» TASK
Reproduce the essay on John Hinckley from "(On Behalf of" up to and including "of Western Societies.", substituting "the Western world" for "North America".

» TEXT SEGMENT
Critical Reasoning Human Sexuality Project
The Pathological Thoughts of John Hinckley and
His Obsessive Love for Actress Jodie Foster
Art Madsen, M.Ed.
(On Behalf of a Foreign Student)
When I first arrived in the United States, I was unaware of the dynamics of sexual emotions in North America. Having been raised in a traditional Islamic atmosphere by loving parents who taught me the values of my culture and who helped me plan the pathway I would follow toward marriage of a respectable young and virginal woman from my region of Saudi Arabia, I could hardly have imagined the types of freedom and the liberal attitudes of Western Societies.
While studying contemporary American history last year, I came across a fascinating story from the early 1980s. President Reagan was the target of an attempted assassination as he emerged from the Hilton Hotel in Washington, D.C. The would-be assassin was John Hinckley, a young man from a wealthy Colorado family. His motive in shooting the President was to impress Jodie Foster, a popular and beautiful movie actress, with whom he had fallen in love. In Saudi Arabia, and in many Islamic countries, movie actresses are viewed with disdain because of the low moral values they often project in using their bodies in public. But in the United States, these women become icons of adoration.
As part of my critical reasoning process, I obtained a copy of the letter John Hinckley wrote to Jodie Foster just prior to the assassination attempt. Surprisingly, it was online at the push of a few buttons, and its location is quoted under the reference section. I wanted to examine the sequence of Hinckley’s thoughts and see to what extent they might represent American attitudes towards women – minus the insanely pathological assassination attempt, of course.
In his first paragraph, he throws his life into the bargain, so much he seems to adore her. He mentions in the second paragraph that for seven months he wrote poems and love messages to her, expecting her to return some sign of affection. Of course, Jodie was probably receiving several hundred pound sacks of mail at her college dormitory each week containing similar material.
In the third paragraph, the reader learns that Jodie was at least aware of him. He frequented her dormitory; but instead of respect, he reaped ridicule. In Saudi Arabia, this would not have happened quite this way. The woman would have been under some ‘obligation’ to return the affectionate gestures John was making in a polite, but perhaps distant, manner. At the end of the third paragraph, he places the onus on Jodie. If she would only grant him some small piece of her life, even in obscurity, he would not shoot the President.
In the last paragraph, he can wait no longer, he claims, to impress her. It is at this point that Hinckley turns totally pathological, i.e. away from words, affection and sentiment and towards evil deeds. The strength of his initially adolescent argument breaks down under the absurdity of his act, which, far from impressing Jodie, will further alienate her. He begs her to love him for committing "this historical deed."

Collected data:

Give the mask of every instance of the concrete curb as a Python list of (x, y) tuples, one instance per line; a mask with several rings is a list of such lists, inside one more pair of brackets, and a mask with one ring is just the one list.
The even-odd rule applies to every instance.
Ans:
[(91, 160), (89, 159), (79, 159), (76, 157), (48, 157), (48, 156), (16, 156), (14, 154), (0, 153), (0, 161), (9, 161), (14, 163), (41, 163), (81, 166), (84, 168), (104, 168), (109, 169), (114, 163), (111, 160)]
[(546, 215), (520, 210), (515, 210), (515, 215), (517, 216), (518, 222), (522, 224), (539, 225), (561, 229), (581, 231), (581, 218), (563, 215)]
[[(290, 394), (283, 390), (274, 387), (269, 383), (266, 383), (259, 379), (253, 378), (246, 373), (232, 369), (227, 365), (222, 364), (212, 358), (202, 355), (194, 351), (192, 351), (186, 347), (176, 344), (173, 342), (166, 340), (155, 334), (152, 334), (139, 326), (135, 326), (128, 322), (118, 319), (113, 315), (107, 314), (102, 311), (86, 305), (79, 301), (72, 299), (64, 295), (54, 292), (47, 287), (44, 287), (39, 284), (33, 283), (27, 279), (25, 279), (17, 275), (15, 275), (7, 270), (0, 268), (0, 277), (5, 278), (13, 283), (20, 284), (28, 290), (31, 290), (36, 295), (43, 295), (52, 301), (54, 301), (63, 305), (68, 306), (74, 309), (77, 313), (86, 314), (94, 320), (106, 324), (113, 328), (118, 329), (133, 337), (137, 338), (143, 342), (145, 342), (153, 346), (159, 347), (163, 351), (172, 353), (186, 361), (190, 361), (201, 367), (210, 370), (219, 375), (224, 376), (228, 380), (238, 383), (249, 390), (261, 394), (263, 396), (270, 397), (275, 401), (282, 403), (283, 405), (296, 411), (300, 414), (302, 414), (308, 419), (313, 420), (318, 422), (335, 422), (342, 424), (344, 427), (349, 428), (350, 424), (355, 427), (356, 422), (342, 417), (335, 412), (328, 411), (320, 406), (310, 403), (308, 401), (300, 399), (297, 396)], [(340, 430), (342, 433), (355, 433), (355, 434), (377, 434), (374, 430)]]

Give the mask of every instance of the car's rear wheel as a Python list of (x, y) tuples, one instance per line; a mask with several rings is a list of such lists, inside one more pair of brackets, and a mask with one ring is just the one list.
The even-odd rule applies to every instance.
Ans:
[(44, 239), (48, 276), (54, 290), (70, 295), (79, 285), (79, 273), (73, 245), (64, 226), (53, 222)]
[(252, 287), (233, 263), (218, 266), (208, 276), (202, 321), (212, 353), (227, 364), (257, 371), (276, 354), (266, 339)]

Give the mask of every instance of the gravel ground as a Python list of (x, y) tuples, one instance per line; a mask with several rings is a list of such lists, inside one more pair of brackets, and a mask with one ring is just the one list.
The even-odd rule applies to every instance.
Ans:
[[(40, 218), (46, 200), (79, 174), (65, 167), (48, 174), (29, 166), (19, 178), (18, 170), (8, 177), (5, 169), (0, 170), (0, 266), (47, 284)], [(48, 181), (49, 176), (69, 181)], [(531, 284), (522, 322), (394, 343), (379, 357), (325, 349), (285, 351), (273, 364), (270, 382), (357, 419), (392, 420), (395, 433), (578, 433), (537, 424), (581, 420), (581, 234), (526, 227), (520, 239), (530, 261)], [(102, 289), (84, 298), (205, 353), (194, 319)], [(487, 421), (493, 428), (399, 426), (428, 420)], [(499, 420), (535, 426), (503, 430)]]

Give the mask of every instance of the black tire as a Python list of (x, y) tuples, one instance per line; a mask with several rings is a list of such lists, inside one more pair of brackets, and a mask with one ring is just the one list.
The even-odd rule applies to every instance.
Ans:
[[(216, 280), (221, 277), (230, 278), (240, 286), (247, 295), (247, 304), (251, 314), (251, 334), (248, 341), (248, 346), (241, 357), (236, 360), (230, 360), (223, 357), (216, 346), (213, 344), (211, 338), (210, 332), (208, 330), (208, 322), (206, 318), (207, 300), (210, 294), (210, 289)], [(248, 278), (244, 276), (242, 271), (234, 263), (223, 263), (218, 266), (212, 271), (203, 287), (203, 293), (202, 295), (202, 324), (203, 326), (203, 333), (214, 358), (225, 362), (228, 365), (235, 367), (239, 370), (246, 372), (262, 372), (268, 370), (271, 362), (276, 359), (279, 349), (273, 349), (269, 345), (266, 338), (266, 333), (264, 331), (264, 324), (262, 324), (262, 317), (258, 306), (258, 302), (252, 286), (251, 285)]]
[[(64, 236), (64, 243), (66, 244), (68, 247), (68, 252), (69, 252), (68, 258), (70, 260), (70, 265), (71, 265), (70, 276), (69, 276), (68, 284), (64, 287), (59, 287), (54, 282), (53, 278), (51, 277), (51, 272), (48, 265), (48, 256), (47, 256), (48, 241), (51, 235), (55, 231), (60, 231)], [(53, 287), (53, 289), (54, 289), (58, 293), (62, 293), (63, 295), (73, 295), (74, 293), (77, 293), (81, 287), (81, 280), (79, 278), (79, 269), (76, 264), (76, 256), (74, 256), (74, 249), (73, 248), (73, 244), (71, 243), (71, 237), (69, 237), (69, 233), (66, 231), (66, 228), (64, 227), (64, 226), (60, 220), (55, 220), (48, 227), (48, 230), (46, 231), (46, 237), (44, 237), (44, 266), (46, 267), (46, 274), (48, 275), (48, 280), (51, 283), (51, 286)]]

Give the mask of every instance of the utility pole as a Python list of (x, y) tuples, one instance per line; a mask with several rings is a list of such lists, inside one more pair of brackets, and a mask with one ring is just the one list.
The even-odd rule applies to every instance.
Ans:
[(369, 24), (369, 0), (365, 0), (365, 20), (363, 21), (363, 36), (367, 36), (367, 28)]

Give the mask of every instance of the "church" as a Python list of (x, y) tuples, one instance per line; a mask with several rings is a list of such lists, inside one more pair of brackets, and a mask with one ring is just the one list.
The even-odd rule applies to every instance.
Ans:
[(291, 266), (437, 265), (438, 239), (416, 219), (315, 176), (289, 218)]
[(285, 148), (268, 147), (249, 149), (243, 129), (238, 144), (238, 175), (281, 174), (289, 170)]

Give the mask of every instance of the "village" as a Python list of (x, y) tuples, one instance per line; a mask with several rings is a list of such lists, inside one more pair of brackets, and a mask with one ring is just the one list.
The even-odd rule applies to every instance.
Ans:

» RESPONSE TO THE TASK
(On Behalf of a Foreign Student)
When I first arrived in the United States, I was unaware of the dynamics of sexual emotions in the Western world. Having been raised in a traditional Islamic atmosphere by loving parents who taught me the values of my culture and who helped me plan the pathway I would follow toward marriage of a respectable young and virginal woman from my region of Saudi Arabia, I could hardly have imagined the types of freedom and the liberal attitudes of Western Societies.